### DOCUMENT EXCERPT:
[Begin]

What precisely do you mean by the term "exact search". I mean, Solr (and
Lucene) do not have that concept for tokenized text fields.
Or did you simply mean "quoted phrase". In which case, you need to be aware
that all the quotes do is assure that the terms occur in that order or in
close proximity according to the default or specified "phrase slop"
distance. But each term is still analyzed according to the analyzer for the
field.
Technically, Lucene will in fact analyze the full quoted phrase as one
stream, which for non-tokenized fields will be one term, but for any
tokenized fields which split on white space, the phrase will be broken into
separate tokens and special characters will tend to be removed as well. The
keyword tokenizer will indeed treat the entire phrase as a single token, and
the white space tokenizer will preserve special characters, but the standard
tokenizer will not preserve either white space or special characters.
Nominally, the keyword tokenizer does generate a single term at least at the
tokenization stage, but the world delimiter filter then splits individual
terms into multiple terms, thus guaranteeing that a phrase with white space
will be multiple terms and special characters are removed as well.
The other technicality is that quoting a phrase does prevent the phrase from
being interpreted as query parser syntax, such as AND and OR operators or
treating special characters as query parser operators.
But, the fact remains that a quoted phrase is not treated as an "exact"
string literal for any normal tokenized fields.
Out of curiosity, what references have lead you to believe that a quoted
phrase is an "exact match"?

[End]

Point-based annotation data:

[Begin]

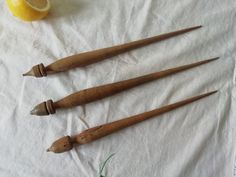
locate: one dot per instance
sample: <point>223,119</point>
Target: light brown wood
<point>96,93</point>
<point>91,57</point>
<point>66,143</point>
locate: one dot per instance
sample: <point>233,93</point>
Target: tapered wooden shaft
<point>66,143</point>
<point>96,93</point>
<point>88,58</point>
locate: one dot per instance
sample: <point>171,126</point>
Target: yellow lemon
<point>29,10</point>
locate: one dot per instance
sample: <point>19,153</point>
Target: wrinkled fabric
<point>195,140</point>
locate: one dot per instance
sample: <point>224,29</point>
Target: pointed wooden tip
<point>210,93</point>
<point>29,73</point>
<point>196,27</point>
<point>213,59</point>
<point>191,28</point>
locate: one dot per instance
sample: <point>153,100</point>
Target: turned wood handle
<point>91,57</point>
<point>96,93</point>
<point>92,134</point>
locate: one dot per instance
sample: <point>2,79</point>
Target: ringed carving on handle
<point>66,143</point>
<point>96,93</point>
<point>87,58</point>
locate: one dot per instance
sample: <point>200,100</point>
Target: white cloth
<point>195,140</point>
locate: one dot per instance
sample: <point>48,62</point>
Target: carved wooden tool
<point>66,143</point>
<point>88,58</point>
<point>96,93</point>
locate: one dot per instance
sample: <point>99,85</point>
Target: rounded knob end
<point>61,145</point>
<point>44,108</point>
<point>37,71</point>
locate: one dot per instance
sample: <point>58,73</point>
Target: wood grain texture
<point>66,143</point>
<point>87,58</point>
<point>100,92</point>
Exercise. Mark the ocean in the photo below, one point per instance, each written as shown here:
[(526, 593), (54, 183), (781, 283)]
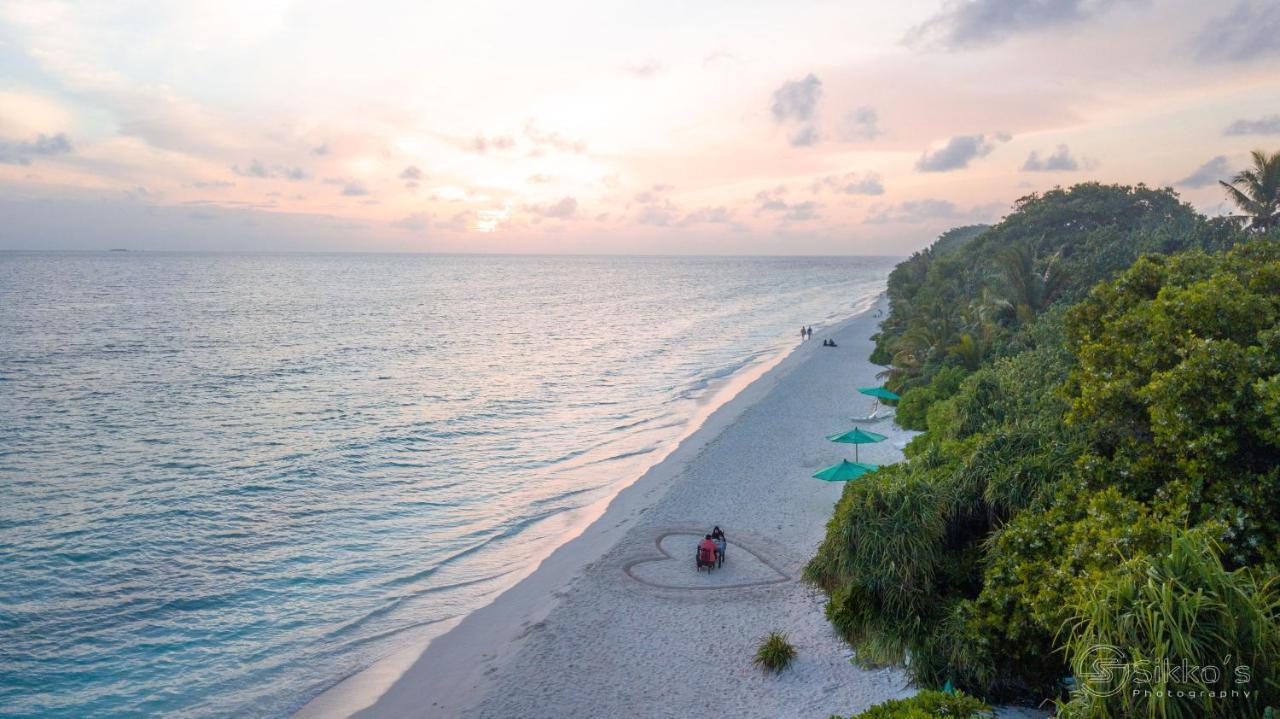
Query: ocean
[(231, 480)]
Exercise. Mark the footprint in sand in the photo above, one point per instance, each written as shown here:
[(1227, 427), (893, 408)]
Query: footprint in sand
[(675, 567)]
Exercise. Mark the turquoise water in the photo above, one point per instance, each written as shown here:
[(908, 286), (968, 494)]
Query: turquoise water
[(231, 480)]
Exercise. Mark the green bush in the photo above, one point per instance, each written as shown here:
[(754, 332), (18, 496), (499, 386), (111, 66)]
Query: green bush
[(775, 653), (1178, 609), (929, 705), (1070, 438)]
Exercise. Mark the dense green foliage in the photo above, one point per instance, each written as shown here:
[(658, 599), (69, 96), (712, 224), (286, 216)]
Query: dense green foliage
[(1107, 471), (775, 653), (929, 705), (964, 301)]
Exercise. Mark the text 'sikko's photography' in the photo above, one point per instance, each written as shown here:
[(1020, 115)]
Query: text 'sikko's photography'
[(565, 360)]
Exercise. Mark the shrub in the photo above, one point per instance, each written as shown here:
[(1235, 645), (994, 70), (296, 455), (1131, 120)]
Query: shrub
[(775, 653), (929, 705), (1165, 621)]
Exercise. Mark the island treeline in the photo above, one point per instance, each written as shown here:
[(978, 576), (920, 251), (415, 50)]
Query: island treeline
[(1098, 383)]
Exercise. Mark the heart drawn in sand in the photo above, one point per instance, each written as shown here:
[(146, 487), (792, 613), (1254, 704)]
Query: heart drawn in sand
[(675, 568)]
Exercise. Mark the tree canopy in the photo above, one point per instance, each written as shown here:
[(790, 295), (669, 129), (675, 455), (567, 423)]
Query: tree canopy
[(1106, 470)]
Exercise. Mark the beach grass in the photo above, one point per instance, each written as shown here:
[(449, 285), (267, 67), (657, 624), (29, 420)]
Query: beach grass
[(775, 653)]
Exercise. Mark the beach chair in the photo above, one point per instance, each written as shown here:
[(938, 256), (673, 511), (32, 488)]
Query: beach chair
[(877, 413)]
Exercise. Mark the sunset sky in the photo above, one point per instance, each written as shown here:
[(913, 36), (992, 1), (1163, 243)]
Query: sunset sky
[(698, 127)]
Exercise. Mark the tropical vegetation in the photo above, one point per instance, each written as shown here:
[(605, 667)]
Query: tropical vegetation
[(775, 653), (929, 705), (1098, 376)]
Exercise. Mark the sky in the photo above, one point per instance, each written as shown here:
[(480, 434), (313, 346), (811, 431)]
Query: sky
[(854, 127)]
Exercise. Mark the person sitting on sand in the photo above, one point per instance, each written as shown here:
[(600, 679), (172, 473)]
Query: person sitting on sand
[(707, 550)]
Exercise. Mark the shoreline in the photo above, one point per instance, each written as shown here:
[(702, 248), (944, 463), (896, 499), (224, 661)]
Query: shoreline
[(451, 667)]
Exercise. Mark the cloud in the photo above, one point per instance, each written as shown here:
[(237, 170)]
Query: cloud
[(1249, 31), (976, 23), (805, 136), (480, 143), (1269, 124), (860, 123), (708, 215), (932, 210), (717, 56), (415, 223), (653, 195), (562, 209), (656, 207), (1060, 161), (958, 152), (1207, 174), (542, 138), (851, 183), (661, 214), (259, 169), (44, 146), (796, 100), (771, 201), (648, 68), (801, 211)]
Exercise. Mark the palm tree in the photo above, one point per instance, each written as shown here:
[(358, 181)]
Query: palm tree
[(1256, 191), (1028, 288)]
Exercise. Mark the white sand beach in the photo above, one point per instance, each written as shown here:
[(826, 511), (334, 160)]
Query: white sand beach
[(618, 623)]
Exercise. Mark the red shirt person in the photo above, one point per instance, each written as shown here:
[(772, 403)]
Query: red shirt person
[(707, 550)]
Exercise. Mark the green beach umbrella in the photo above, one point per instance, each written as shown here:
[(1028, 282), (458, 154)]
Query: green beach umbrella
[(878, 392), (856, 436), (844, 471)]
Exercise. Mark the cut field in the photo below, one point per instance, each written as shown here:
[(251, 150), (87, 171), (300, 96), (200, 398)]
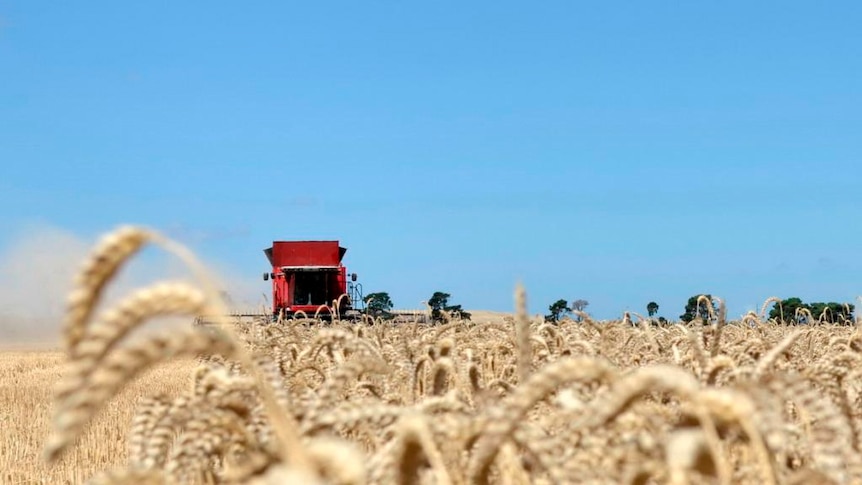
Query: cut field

[End]

Answer these questions using the reply about quoted phrases in Solr:
1. Which tokenizer treats the entire phrase as a single token?
2. Which tokenizer preserves special characters?
3. What does quoting a phrase prevent it from being interpreted as?

### WRITTEN ANSWER:
1. The keyword tokenizer.
2. The white space tokenizer.
3. Query parser syntax, such as AND and OR operators, or special characters treated as query parser operators.